Rewrite every entry below, substituting "Batch job #48" for each occurrence of "Batch job #47" and leaving everything else unchanged.

__Information supplied__.
_ _ _ _ _
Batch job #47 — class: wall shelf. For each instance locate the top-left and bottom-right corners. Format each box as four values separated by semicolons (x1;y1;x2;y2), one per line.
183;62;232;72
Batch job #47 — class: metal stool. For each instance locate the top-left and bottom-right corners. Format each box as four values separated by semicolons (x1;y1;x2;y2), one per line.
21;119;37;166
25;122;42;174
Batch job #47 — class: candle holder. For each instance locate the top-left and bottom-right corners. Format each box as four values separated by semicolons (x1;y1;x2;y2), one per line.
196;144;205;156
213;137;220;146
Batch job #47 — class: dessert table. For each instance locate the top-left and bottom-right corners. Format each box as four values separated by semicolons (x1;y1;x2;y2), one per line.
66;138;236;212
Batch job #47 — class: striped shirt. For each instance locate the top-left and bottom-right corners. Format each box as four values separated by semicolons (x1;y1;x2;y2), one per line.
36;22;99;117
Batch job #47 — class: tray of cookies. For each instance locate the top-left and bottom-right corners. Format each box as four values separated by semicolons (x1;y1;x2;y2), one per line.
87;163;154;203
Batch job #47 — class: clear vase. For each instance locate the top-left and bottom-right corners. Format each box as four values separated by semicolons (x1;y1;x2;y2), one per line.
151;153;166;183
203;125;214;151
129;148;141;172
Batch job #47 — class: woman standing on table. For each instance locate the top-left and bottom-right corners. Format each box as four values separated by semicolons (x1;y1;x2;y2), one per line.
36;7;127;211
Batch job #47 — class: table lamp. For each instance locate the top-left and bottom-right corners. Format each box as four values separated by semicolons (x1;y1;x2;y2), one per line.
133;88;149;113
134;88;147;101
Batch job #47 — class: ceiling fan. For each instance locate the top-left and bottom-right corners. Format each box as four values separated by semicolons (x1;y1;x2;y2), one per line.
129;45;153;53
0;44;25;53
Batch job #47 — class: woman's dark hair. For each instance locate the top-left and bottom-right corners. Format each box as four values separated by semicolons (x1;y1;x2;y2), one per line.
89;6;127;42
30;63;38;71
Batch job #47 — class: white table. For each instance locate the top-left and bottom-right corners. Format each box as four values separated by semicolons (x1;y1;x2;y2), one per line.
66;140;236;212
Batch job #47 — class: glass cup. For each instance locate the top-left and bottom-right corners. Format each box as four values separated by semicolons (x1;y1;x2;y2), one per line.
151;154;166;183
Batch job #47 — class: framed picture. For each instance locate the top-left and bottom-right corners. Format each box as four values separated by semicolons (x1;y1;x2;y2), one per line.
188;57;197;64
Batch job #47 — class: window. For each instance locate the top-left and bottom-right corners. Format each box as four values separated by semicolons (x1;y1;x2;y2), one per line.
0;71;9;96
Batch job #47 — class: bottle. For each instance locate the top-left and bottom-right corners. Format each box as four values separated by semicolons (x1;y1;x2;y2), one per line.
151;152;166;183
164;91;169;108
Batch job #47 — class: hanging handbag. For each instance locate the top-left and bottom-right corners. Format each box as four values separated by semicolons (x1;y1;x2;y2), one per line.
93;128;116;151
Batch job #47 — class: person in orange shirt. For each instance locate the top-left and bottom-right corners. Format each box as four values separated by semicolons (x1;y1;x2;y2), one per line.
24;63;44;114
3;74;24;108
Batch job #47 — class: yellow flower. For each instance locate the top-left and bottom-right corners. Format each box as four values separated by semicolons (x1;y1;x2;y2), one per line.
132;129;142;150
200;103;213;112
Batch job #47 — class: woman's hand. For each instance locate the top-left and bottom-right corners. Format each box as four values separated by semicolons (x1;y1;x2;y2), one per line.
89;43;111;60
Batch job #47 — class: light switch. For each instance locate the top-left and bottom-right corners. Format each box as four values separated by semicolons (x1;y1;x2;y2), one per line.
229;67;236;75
_ _ _ _ _
__The solution__.
Batch job #48 — class: wall shelf. For each instance locate the top-left and bottom-right corners. Format each box as four values separated by semicolons (x1;y1;x2;y2), one per line.
183;62;232;72
Batch job #48 — class: metal stool. For each instance locate the top-left and bottom-right corners. Format each box as four values separated by semicolons (x1;y1;x2;y2), one per line.
21;119;37;166
25;122;42;174
Batch job #48 — class: candle holder. For each instance locate the top-left and bottom-right corners. Format each box as four values separated by semicolons (x1;y1;x2;y2), one per line.
196;144;205;156
213;137;220;146
Batch job #48 — class: dessert table. For each instance locate the top-left and bottom-right corners. Format each box as four values separated by semicolons (x1;y1;x2;y2), one per line.
66;138;236;212
Batch job #48 — class: striped shirt. For each instance locate the top-left and bottom-right corners. Format each box as four values separated by semicolons (x1;y1;x2;y2), one per line.
36;22;99;117
Batch job #48 — class: tray of cookies. For each instance locate the top-left and bottom-right corners. Format each box as four values separated by semicolons (x1;y1;x2;y2), one per line.
87;163;154;203
Batch job #48 — class: clear vase. For each instance locate the top-left and bottom-right corners. Format each box as four values separated by semicolons (x1;y1;x2;y2), one per line.
151;153;166;183
203;125;214;151
129;148;141;172
Batch job #48 — class: woman standing on table. For each instance locate the top-left and bottom-right corners. Format each box as four values separated by semicolons (x1;y1;x2;y2), one per line.
36;7;127;211
Batch job #48 — class: table lamp. For each instance locate the top-left and bottom-right corners. Format each box as four values separated by semicolons (x1;y1;x2;y2), one per line.
133;88;149;113
134;88;147;101
Batch job #48 — class: ceiling fan. For each instance locate the top-left and bottom-right corners. Format each box as four values separated by semicolons (x1;y1;x2;y2), one per line.
129;45;153;53
0;44;25;53
Batch job #48 — class: woman's dark hair. For each instance locate the top-left and bottom-right corners. Format each box as four values separated by semicolons (x1;y1;x2;y2), one per line.
89;6;127;42
30;63;38;71
Batch job #48 — class: white table. For each instance locate the top-left and bottom-right corners. Format each box as four values separated by semicolons (x1;y1;x2;y2), one per line.
66;140;236;212
Batch job #48 — class: glass cup. For each instance locate the top-left and bottom-right corners. Format each box as four values separated by semicolons (x1;y1;x2;y2), one per line.
151;154;166;183
Batch job #48 — class: framed picture. For each instance locate the top-left and bottom-right corners. Format each box as four values separated by semicolons (x1;y1;x2;y2), one per line.
188;57;197;64
Batch job #48 — class: window. For each instance locate the top-left and bottom-right corners. Format each box as four values separated by semicolons (x1;y1;x2;y2), one per line.
0;71;9;96
Batch job #48 — class: bottle. For each instance locate the top-left and bottom-right corners. Format each box as four values separated by semicolons (x1;y1;x2;y2), one per line.
151;152;166;183
164;91;169;108
Batch job #48 — class: hanging handbag. For each instance locate the top-left and bottom-right corners. Format each box as four values separated by semicolons (x1;y1;x2;y2), one per line.
93;128;116;151
Batch job #48 — class: person in orange shirt. For each instance locate the top-left and bottom-right corners. Format each box as four values separated by semicolons (x1;y1;x2;y2), one per line.
24;63;44;114
3;74;24;108
Batch job #48 — class: yellow flower. For each instance locate the top-left and bottom-right corners. Format each box as four values separated by semicolons (x1;y1;x2;y2), one per line.
132;129;142;150
200;103;213;112
Batch job #48 — class: woman's hand. For each instance locate the top-left and bottom-right corners. Format each box as four values separated by semicolons (x1;y1;x2;y2), one per line.
89;43;111;60
Batch job #48 — class: light switch. For each instance locate the top-left and bottom-right corners. Format each box as four values separated by semicolons (x1;y1;x2;y2), one per line.
229;67;236;75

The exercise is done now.